Prices for cottages and other recreational properties are expected to remain fairly tepid this year as high borrowing costs and lower buyer demand continue to slow Canada’s real estate markets.
Prices for single-detached homes in major recreational ski regions are expected to climb to an average of $1.1 million, or 2.9%, over the coming 12 months, according to a recent report from Royal LePage. And that’s assuming interest rates stay level or decline somewhat.
That would follow an estimated 4.5% decline in recreational property prices in 2023. While that drop doesn’t erase gains of nearly 12% year-over-year in 2022, it suggests Canada’s supercharged recreational market is coming off a pandemic-fuelled high and back to a more seasonal cycle.
“Recreational housing prices in Canada’s popular ski regions are expected to remain stable in the year ahead,” said Pauline Aunger, a Royal LePage broker, in the agency’s Winter Recreational Property Report. “While demand has weakened and supply has increased compared to the pandemic-fueled boom, market activity is trending back to normal historical levels.”
Affordability challenges to blame
Royal LePage blames high interest rates and Canada’s rising unaffordability for the relative softness of recreational property price hikes.
The result, for sellers, is frustrating to say the least. Joe Bladek, a Muskoka-area mortgage broker, says clients are having a very hard time selling any properties at all.
To make matters worse, Bladek says, lenders are shying away from doing deals on recreational properties because of their marketability issues. “A lot of sellers are having a hard time finding not just the right clients,” he explains, “but clients that can actually find the proper financing.” That includes recreational properties even at the edges of Muskoka’s cottage country.
Financing challenges for recreational properties
Admittedly, recreational properties aren’t always the most popular for lenders. During bad times, lenders usually find homeowners will keep up payments on their primary residence at the expense of wherever they spend their summer weekends. Still, Bladek says, several clients were turned down for financing to build a full-time residential home.
“A lot of these lenders that will typically lend in these areas are saying, ‘we’ve discontinued the construction financing program for that area,’” he says, “or ‘we are taking a temporary hiatus on it because of the market conditions.’”
And now in the midst of the winter months, annual sales on winter recreational properties continue to be slow. Royal LePage says they aren’t dropping off a cliff, mainly because there aren’t many properties out there, and sellers tend to hold out for a desirable deal. The ongoing affordability issues in Canada’s real estate markets doesn’t help, either.
“In addition to a return to normal work and social routines,” Aunger said in the Royal LePage report, “today’s elevated interest rate environment has exacerbated this cooldown as consumers are more concerned about mortgage expenses and the overall economy, including those shopping in high-end recreational markets.”
What could change the situation for Canada’s recreational property prices, and the rest of Canada’s real estate market, is a rapid lowering of interest rates.
Bank of Canada Governor Tiff Macklem has suggested interest rates might already be tight enough to bring down inflation. But the Bank of Canada hasn’t been as optimistic as U.S. Federal Reserve Chair Jerome Powell, who suggested the Fed could deliver up to three rate cuts in 2024.
For anyone currently interested in recreational real estate, Bladek says certain types still sell more easily than others, even in spite of current market conditions.
Bladek’s advice? “If you’re going to find one on a waterfront, whether it be a river or a lake, it’s a lot easier to get financing,” he says, “and because of that, a lot easier to sell.”

Tasks and exercises =>
1. In the recreational property article, what average price are single-detached homes in major recreational ski regions expected to climb to over the coming 12 months?
2. From the recreational property article, return verbatim the part that opens with the words containing "Affordability challenges to" and closes with "property price hikes.".

Stored items:
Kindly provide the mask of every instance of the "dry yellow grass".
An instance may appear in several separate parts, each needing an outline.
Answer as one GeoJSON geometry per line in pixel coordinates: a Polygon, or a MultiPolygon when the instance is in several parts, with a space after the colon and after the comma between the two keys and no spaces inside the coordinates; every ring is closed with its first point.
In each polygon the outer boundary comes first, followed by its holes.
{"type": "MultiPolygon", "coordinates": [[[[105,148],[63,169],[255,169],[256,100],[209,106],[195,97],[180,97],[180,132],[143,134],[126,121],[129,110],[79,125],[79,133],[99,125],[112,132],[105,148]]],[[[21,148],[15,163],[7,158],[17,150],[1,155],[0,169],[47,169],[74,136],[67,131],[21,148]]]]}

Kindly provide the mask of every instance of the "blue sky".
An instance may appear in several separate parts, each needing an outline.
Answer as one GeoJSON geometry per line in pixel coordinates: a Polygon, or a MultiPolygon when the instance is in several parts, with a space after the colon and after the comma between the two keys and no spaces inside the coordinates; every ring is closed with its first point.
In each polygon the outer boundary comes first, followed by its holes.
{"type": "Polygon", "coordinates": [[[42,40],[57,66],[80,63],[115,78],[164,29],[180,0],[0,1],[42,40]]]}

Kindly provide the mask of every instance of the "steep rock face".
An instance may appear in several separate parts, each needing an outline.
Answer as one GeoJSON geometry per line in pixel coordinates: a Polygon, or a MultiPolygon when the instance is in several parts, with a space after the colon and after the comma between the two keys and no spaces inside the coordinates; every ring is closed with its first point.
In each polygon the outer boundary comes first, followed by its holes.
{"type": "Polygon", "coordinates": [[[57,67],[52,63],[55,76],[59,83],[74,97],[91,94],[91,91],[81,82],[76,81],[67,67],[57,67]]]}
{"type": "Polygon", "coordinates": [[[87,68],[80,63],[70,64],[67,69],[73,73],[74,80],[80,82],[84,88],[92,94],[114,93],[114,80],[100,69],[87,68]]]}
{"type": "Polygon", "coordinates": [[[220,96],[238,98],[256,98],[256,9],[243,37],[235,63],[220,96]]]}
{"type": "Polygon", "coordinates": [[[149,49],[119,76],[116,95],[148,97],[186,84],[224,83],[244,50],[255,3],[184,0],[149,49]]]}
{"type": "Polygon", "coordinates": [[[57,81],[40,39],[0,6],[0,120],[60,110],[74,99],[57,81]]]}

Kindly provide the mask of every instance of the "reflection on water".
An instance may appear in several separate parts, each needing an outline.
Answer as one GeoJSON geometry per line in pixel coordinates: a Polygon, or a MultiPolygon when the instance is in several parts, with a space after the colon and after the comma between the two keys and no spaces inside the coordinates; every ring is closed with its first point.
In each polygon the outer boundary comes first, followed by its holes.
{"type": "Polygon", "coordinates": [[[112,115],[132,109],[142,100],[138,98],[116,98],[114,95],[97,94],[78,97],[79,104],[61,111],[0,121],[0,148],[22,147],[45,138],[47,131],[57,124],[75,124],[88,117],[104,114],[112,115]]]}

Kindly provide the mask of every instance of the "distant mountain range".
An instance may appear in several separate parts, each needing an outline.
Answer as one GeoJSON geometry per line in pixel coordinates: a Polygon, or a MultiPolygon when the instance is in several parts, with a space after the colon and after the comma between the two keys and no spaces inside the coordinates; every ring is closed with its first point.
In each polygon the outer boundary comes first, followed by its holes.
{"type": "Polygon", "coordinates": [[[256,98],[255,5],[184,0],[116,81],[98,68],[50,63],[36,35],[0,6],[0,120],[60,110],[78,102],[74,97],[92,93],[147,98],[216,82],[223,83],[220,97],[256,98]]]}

==

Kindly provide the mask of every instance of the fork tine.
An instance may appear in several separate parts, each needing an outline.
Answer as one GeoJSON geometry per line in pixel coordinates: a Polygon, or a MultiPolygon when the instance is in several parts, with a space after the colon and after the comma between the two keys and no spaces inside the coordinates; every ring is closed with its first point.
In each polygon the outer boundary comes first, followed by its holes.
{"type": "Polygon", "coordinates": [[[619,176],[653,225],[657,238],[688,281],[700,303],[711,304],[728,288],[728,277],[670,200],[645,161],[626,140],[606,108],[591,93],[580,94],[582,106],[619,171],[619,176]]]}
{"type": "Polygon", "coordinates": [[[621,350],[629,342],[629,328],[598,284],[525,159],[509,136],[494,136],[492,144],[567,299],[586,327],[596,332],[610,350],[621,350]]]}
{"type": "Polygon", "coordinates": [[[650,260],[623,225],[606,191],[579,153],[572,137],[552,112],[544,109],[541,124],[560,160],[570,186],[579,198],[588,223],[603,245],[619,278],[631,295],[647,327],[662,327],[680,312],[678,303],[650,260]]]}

...

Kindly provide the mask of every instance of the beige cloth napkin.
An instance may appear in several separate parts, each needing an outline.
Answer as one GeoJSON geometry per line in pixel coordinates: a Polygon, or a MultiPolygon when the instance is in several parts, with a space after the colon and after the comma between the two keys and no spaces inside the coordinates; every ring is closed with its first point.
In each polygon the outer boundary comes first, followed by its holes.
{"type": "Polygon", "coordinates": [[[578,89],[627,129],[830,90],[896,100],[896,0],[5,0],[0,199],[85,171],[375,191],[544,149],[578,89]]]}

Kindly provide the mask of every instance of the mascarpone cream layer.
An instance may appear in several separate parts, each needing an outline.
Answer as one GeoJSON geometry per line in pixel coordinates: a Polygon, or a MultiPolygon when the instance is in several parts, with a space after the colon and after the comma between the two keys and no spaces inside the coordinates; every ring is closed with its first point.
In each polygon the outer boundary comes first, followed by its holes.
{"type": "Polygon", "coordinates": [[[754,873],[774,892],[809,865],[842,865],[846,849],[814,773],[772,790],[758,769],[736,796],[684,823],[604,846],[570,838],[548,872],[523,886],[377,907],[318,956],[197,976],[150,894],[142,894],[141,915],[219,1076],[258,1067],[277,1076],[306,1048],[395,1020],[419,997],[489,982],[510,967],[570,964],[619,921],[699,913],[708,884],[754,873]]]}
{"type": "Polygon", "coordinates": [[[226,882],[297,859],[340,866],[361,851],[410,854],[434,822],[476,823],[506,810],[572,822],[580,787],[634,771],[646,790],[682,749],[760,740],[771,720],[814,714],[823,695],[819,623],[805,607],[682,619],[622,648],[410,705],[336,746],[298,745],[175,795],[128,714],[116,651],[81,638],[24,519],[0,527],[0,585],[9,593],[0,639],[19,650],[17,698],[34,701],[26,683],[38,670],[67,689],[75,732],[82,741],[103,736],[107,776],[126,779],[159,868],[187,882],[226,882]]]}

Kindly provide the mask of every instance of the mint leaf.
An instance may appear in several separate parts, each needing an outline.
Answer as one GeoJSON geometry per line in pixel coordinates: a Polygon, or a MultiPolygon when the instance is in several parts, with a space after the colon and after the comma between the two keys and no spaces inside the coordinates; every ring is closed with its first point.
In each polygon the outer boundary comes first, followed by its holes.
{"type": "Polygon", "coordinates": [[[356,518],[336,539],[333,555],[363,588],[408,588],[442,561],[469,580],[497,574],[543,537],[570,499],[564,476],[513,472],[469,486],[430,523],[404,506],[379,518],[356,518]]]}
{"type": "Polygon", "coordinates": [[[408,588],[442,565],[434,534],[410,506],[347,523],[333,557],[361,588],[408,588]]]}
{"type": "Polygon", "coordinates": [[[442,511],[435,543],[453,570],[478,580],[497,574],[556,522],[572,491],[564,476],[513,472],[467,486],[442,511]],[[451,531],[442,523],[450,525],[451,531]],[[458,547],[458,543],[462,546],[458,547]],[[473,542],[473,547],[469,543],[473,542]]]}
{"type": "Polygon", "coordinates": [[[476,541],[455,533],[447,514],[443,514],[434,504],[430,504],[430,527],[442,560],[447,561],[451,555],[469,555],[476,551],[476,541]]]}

Exercise responses =>
1. An average of $1.1 million, a 2.9% increase.

2.
Affordability challenges to blame
Royal LePage blames high interest rates and Canada’s rising unaffordability for the relative softness of recreational property price hikes.